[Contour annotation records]
========================================

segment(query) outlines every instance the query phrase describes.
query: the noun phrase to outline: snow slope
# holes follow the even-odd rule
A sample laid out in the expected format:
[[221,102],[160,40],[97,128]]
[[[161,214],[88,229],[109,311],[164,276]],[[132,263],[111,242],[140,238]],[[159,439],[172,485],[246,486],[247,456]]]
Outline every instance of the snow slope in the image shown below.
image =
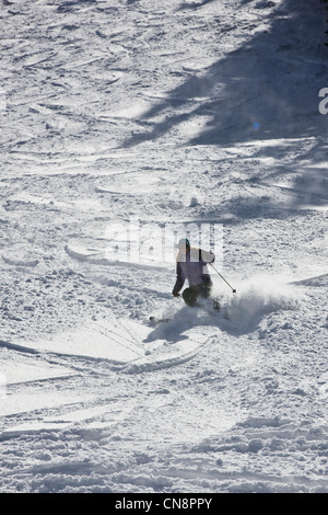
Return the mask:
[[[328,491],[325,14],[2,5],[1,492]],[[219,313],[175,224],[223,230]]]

========================================

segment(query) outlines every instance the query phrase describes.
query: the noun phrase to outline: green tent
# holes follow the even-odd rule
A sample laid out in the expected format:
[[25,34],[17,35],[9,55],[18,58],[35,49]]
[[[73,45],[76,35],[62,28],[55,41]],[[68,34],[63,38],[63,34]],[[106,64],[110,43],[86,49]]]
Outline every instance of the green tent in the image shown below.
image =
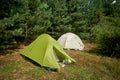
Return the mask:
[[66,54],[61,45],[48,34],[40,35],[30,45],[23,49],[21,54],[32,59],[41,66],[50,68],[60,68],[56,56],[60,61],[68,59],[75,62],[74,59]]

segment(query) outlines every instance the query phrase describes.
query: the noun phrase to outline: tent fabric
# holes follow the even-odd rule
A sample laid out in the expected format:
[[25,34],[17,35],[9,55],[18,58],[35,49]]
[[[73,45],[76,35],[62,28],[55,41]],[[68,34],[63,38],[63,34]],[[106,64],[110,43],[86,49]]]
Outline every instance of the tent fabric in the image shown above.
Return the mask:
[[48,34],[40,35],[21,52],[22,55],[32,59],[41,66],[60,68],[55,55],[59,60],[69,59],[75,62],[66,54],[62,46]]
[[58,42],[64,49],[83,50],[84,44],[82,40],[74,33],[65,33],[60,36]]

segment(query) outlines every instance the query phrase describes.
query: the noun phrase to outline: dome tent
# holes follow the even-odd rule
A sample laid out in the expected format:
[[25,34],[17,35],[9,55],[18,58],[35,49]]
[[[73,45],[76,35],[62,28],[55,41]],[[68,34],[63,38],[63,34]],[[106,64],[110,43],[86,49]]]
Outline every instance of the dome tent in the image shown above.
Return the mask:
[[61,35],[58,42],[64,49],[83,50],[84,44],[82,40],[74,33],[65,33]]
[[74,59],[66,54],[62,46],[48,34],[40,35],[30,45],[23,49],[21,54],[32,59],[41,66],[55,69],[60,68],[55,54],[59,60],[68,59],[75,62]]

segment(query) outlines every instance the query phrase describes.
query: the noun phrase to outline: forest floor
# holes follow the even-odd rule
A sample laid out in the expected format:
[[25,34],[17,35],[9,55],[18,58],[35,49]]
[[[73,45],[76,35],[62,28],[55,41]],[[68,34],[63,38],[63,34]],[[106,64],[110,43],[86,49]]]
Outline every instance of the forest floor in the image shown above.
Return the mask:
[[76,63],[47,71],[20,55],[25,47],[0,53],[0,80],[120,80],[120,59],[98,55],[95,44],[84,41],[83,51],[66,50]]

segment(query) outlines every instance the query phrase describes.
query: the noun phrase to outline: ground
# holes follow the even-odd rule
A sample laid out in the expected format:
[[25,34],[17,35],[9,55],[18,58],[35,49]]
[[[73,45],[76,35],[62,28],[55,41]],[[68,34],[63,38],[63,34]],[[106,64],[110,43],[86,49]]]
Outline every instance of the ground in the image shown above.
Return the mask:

========================================

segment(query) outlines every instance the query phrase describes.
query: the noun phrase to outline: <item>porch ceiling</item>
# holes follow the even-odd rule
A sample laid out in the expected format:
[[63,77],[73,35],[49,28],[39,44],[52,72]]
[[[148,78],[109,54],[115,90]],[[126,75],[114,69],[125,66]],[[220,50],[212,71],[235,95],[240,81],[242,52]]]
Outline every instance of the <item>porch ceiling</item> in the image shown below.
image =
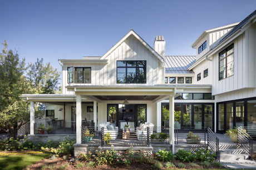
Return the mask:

========================================

From the records above, pick out and copy each line that contains the word "ground".

* **Result of the exercise**
query: the noun phrase to outline: ground
Outline every instance of the ground in the image shown above.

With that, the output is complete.